Put every line of the items below into a Markdown table with two columns, Row and Line. Number each line in the Row column and leave out any blank lines.

─── Exercise data

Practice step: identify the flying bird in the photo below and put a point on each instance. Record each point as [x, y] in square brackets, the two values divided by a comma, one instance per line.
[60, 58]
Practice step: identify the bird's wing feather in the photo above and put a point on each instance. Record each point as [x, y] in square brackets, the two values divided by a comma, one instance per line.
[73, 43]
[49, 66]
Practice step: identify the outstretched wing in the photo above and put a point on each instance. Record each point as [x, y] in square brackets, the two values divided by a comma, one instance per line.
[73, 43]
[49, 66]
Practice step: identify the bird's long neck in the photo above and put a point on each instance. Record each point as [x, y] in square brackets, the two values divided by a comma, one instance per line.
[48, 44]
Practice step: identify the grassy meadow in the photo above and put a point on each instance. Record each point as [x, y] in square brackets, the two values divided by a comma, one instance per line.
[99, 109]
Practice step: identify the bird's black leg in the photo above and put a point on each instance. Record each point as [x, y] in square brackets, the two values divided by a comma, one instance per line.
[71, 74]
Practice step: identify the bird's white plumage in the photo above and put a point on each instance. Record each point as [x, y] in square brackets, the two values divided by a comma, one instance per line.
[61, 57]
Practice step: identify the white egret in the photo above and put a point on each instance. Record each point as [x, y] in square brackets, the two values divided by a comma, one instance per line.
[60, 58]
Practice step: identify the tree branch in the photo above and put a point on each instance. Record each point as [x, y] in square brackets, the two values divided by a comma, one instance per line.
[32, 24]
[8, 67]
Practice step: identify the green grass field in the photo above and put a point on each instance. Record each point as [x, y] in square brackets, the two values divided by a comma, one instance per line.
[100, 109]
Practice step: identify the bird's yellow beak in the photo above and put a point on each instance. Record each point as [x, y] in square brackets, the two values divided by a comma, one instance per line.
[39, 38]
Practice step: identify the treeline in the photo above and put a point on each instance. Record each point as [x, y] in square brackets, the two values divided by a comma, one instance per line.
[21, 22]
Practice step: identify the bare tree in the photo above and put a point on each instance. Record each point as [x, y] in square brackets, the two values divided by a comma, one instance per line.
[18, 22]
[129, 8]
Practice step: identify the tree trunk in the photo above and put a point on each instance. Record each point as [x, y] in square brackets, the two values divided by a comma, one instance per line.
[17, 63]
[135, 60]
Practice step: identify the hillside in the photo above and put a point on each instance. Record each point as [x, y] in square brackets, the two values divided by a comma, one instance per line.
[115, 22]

──────

### Output below
| Row | Line |
|---|---|
| 1 | Practice step: identify the flying bird in the photo below and put a point on each instance. Record each point as [x, y] in square brackets, the two values divided by a comma, one instance per line. |
| 2 | [60, 58] |
| 3 | Practice step: identify the bird's wing feather in the photo above and put a point on each instance. Record each point as [x, y] in square brackets, the two values divided by a comma, one instance per line. |
| 4 | [73, 43] |
| 5 | [49, 66] |
| 6 | Practice step: identify the outstretched wing in the photo above and put a point on each instance. Record each point as [x, y] in square brackets, the two values divided by a comma, one instance per line. |
| 7 | [73, 43] |
| 8 | [49, 66] |
| 9 | Practice step: identify the bird's long neck in the photo above and put a point on each instance. Record each point as [x, y] in square brackets, the two values divided by a comma, one instance per line. |
| 10 | [48, 44] |
| 11 | Practice step: identify the grassy meadow in the photo above and put a point on each instance. Record each point as [x, y] in square brackets, the two values divided by a comma, one instance per line. |
| 12 | [99, 109] |
| 13 | Practice step: identify the bird's black leg in the photo above and put a point on each instance. Record each point as [x, y] in square brackets, the two values divided by a comma, one instance per line. |
| 14 | [71, 74] |
| 15 | Practice step: identify the bird's white plumage in the photo above and put a point on each instance. Record each point as [x, y] in square brackets, the two values divided by a comma, one instance per line. |
| 16 | [61, 57] |
| 17 | Practice step: identify the white egret in the photo above and put a point on each instance. Record each point as [x, y] in square brackets, the two values divided by a comma, one instance per line. |
| 18 | [60, 58] |
| 19 | Practice step: identify the tree branch in the photo above and put a point on each instance. Record each point as [x, y] in square brackets, the two values divided by a comma, one instance per line. |
| 20 | [32, 24] |
| 21 | [8, 67] |
| 22 | Practice step: identify the green grass field in the photo above and put a point on each instance. Record each point as [x, y] in square brackets, the two values divided by a comma, one instance per line. |
| 23 | [100, 109] |
| 24 | Practice step: identify the bird's yellow beak in the photo above and put a point on each instance. Record each point as [x, y] in square brackets, the two values divided by a comma, one instance per line. |
| 25 | [39, 38] |
| 26 | Practice step: identify the treeline in the photo above and put a point on each instance. Record each point as [x, y] in square brackets, the two values divided by a comma, one instance per line. |
| 27 | [21, 22] |
| 28 | Practice step: identify the bare tree in the photo above and put a point on each instance. Record each point as [x, y] in square brackets, the two values divided by a comma, one instance per line. |
| 29 | [18, 22] |
| 30 | [129, 8] |
| 31 | Practice step: identify the tree trunk in the photo above and put a point on each instance. Record each point as [x, y] in square brackets, the two values divided by a comma, one instance per line. |
| 32 | [17, 63] |
| 33 | [135, 60] |
| 34 | Practice step: identify the hillside in the photo above and put a point on each instance. Record each point as [x, y] in square brackets, the two values divided by a comma, one instance per line. |
| 35 | [115, 22] |